• Requirements
Starting at the line that contains "of the building" and continuing through the end of the records, rewrite those lines with "photograph" swapped for "image" and everything else left unchanged.

[Raw data start]

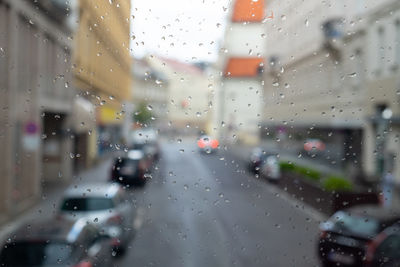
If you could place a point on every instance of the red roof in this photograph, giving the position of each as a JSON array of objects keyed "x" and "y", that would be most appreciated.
[
  {"x": 248, "y": 10},
  {"x": 243, "y": 67}
]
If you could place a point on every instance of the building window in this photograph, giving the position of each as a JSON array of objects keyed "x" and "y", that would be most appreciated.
[
  {"x": 381, "y": 50},
  {"x": 397, "y": 45},
  {"x": 359, "y": 68}
]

[Raw data end]

• Solution
If you could place a point on every instance of the building window in this image, giving the position of each as a JSON array of objects keyed "x" and "y", that would be most appreciated.
[
  {"x": 381, "y": 50},
  {"x": 397, "y": 45},
  {"x": 359, "y": 68}
]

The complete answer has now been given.